#### What this task involves:
Continue the review of the novel What we did on our Holiday from the point where it ends.

#### Selected text:
Published (e book) 2011
What we did on our Holiday by John Harding
Thirty-something’s Nick and Laura have been married for ten years and things aren’t going well. Her biological clock is ticking away and she wants children while he doesn’t. He feels a child would be just one responsibility too many. Nick’s problem is his parents. He’s devoted to them of course, but sometimes even he finds his patience wearing a little thin which in turn brings on the guilt. But they are rather a handful. They’re conservative, highly eccentric and increasingly infirm. His Mum’s so enormously overweight that her heart’s now a bit dicky and she is certainly no longer up to looking after Dad by herself. He’s got Parkinson’s disease – not the shaking kind, as Mum’s always reminding people.
The title of this book is evocative of school essays after the summer break, when children are made to make their holiday interesting enough to make a story. This book however is one of the most interesting I have read for a very long time. The characters are really well done and the pace of the story is just right to keep you reading, in my case, without many pauses, to the very end.
The book description perhaps gives away too much information, but there are enough surprises in the plot. there are lovable main characters and also some very good peripheral characters i.e. the four nylon track suited neighbours in differing colours, and Anthony’s bitchy girlfriend.

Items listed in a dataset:
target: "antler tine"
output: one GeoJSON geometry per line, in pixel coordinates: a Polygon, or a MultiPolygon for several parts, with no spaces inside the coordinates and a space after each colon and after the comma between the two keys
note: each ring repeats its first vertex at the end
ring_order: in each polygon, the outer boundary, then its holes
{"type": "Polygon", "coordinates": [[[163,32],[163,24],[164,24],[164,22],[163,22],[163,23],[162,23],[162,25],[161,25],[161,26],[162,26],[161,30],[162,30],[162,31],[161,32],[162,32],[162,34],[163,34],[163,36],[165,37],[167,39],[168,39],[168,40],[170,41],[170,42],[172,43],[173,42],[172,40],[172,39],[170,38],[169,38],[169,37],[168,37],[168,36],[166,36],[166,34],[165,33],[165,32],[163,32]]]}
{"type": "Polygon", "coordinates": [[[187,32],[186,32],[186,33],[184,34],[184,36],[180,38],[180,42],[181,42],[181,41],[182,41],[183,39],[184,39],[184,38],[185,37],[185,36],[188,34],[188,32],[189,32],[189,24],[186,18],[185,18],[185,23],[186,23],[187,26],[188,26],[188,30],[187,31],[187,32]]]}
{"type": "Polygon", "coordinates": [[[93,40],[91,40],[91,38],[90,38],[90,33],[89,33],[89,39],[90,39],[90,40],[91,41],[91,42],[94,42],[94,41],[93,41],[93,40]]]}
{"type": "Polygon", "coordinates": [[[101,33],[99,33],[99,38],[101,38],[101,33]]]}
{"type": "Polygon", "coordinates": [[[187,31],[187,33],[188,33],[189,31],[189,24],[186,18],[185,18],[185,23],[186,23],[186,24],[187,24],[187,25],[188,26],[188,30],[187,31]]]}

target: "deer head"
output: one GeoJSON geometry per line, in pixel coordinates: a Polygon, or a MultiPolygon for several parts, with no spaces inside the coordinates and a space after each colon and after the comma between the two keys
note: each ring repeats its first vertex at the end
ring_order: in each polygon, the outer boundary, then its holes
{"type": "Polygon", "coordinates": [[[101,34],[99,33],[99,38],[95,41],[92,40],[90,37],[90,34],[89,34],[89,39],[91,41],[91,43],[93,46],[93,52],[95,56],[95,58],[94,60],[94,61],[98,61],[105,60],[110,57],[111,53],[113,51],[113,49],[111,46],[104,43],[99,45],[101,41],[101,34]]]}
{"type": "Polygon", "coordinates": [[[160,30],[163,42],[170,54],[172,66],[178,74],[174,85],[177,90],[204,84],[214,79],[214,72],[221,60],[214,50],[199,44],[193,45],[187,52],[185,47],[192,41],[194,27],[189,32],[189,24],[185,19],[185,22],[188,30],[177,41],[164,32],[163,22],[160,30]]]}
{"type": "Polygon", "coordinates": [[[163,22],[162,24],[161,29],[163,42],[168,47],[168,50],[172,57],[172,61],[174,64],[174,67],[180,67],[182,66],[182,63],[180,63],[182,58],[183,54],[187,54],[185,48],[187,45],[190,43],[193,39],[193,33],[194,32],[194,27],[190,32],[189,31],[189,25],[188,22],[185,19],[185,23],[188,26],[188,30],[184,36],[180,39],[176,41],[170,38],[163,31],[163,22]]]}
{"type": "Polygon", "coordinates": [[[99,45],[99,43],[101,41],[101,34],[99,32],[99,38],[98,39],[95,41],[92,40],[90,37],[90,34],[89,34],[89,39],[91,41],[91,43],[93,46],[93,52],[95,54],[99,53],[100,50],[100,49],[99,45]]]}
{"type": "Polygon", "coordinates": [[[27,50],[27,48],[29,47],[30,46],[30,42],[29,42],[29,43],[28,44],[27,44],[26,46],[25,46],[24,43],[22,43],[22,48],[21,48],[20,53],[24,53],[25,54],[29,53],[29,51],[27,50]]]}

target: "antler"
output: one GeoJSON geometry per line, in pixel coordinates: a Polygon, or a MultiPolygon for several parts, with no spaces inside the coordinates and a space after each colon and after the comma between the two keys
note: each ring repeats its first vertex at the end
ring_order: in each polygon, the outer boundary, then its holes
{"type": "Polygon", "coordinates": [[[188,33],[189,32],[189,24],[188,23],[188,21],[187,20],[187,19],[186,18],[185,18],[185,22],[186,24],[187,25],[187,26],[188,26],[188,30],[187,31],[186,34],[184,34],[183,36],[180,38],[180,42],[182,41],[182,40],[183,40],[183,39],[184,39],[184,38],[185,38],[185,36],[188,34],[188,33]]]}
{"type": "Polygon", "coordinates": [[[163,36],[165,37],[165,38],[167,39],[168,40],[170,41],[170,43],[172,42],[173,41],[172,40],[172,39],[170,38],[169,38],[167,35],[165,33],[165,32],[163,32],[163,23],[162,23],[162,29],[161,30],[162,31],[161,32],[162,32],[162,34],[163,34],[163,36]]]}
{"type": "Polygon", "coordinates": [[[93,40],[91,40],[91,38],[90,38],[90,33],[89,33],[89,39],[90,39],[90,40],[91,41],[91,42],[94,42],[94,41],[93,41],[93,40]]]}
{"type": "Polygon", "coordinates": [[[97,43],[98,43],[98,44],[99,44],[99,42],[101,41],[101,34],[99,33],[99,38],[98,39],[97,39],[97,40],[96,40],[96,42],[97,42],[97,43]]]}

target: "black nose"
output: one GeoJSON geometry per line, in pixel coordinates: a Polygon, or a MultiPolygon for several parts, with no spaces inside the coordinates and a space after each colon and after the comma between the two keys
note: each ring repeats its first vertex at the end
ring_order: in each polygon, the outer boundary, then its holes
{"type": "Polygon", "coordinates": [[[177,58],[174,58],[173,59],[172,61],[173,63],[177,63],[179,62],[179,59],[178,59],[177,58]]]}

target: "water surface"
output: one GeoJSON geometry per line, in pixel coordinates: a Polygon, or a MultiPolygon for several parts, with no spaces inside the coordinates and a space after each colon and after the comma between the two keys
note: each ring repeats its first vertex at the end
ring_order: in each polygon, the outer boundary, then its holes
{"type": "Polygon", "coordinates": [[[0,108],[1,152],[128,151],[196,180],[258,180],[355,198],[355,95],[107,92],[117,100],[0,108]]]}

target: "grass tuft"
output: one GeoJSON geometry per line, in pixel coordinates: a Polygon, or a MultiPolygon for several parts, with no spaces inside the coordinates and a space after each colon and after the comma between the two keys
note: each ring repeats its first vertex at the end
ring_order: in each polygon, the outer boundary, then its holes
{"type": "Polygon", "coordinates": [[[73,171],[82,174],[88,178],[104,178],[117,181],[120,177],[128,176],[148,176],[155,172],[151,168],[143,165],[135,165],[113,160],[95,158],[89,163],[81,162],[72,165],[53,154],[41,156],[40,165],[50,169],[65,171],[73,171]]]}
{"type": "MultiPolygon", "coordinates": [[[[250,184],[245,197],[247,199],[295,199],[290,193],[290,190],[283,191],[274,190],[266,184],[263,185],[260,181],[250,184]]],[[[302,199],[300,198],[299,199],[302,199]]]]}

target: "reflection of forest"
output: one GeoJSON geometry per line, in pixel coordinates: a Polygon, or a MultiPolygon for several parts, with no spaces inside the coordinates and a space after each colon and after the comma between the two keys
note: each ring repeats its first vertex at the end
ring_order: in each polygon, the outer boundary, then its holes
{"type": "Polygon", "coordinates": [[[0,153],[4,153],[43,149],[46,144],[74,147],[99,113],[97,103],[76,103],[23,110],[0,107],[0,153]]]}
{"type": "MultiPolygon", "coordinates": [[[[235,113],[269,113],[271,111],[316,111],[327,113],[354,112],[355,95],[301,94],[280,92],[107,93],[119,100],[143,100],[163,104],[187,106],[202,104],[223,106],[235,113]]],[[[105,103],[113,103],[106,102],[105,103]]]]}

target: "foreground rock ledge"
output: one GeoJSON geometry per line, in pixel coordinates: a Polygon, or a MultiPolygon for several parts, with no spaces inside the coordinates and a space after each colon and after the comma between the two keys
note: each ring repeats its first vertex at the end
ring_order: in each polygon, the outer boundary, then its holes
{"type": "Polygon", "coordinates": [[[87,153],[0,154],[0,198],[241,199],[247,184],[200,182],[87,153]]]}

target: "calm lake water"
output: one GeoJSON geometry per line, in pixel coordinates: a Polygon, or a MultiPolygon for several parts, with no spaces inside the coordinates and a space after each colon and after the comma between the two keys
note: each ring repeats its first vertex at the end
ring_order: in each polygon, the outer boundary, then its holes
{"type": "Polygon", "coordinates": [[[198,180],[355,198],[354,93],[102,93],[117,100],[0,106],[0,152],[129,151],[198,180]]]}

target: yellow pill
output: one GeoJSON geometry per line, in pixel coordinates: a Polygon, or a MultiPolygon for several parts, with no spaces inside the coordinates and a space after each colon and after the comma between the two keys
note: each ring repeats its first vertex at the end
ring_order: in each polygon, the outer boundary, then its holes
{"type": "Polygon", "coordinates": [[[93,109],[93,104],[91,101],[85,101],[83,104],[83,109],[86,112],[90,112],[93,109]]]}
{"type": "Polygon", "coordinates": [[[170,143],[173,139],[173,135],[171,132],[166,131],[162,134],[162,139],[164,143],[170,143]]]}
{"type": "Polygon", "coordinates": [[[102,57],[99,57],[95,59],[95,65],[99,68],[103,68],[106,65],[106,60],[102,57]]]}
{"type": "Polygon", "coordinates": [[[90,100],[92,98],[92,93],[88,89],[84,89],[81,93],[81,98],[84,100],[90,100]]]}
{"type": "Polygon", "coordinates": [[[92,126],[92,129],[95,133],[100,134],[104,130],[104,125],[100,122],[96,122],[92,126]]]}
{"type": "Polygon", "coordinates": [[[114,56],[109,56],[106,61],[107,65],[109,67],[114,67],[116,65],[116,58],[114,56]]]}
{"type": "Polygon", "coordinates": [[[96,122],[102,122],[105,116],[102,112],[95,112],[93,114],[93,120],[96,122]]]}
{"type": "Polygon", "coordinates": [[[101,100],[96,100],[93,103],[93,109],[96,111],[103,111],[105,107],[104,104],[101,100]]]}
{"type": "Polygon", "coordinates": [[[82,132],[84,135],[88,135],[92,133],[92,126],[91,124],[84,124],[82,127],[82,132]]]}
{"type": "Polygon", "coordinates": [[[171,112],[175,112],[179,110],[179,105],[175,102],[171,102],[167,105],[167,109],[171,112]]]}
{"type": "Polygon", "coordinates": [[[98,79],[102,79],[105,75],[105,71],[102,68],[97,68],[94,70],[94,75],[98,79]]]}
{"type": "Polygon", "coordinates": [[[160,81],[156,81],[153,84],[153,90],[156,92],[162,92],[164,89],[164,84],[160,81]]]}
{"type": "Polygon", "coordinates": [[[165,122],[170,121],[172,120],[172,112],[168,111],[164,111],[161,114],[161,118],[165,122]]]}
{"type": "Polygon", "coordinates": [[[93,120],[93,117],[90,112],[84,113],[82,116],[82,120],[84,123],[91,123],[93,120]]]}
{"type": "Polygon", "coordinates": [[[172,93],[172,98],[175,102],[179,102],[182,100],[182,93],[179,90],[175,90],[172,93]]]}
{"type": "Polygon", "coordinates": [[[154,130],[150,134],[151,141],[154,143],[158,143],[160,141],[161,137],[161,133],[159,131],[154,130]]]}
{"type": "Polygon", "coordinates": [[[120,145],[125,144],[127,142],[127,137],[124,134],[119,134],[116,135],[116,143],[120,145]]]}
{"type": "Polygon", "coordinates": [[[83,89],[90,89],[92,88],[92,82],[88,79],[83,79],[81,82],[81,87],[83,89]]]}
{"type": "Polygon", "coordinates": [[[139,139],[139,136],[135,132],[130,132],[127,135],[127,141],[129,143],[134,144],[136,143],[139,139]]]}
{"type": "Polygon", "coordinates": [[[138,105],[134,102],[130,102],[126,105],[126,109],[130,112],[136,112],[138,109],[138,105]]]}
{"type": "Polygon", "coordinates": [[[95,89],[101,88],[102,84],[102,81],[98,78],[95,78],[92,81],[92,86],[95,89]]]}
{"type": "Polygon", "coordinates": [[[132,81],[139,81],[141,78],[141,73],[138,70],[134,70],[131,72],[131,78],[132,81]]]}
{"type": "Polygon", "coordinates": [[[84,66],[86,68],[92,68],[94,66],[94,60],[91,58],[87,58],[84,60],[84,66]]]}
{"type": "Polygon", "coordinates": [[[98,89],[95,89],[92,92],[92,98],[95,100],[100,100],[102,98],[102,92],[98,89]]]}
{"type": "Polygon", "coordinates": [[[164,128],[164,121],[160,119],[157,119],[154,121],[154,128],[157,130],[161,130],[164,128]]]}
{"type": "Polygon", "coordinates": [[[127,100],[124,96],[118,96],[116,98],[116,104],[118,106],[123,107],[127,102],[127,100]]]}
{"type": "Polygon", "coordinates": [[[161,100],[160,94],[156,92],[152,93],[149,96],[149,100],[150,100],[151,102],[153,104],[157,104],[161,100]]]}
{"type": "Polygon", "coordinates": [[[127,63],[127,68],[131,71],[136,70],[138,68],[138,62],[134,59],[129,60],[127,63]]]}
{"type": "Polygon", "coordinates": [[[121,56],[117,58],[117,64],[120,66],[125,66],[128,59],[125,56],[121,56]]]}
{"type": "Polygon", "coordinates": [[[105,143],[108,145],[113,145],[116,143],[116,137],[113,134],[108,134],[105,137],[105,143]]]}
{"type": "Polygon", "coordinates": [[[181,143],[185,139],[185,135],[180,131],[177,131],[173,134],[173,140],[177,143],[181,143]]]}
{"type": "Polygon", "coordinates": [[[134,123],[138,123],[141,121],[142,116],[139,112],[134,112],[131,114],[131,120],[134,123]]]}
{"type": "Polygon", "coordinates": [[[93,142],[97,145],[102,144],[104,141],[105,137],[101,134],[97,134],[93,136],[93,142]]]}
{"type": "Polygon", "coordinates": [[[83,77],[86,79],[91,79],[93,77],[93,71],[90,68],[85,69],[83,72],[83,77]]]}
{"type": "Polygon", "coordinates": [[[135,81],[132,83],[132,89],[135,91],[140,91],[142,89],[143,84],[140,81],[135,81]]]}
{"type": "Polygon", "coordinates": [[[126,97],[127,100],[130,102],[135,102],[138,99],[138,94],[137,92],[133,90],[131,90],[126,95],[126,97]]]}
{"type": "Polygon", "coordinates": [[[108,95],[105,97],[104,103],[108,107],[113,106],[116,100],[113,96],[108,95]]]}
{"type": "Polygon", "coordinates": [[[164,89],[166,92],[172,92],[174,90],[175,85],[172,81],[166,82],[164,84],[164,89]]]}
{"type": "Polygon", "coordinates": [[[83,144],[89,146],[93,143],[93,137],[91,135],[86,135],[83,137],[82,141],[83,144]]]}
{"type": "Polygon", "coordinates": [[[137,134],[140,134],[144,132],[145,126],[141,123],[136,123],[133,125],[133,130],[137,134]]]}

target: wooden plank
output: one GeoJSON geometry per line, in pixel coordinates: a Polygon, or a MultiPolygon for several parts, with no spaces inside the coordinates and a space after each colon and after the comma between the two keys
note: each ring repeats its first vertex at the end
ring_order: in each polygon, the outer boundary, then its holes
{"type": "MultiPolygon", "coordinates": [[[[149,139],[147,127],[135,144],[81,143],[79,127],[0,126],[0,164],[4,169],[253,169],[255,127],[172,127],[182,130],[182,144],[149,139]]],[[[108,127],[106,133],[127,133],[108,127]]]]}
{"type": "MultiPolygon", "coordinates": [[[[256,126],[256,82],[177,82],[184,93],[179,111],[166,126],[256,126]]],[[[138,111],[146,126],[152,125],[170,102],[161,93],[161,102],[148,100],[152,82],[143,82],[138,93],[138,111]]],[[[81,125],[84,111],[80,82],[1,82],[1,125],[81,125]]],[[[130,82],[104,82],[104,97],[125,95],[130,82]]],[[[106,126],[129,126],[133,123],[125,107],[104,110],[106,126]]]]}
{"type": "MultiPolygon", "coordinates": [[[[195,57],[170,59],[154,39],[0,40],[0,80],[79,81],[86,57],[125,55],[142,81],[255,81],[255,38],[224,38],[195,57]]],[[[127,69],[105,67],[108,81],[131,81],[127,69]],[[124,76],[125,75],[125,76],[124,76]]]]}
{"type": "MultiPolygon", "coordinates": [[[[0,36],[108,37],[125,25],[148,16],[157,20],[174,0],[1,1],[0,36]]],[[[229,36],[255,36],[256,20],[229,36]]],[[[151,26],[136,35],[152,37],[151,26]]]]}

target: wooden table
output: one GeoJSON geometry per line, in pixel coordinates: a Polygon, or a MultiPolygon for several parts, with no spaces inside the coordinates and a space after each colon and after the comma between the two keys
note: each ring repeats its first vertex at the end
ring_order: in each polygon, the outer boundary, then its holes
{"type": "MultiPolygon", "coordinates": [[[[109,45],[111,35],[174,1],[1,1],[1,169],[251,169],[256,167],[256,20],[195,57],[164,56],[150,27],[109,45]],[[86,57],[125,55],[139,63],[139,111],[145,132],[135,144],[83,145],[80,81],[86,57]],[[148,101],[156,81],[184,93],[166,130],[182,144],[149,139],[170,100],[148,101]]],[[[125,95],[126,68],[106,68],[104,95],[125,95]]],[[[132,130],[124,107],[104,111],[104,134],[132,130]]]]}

#### Answer:
The initial reason for the holiday is that it is a present from Nick and Laura to Nick’s parents, then the secondary purpose is added, as there is another son of Nick’s father born as a result of a liaison before his marriage, in Malta during the war, and they now want to find him. In the end they find out a lot, but not quite what they were looking for.
The subject of the father’s Parkinson’s and the care needed is portrayed in a very practical and straightforward way. There are tragic and also hilarious moments of misunderstandings and miscommunication, and lots of detailed description of the personal care needed for someone disabled which might be an eye-opener for some people. There is also a great feeling of love in this family and the book has a very satisfactory ending. I would highly recommend this book.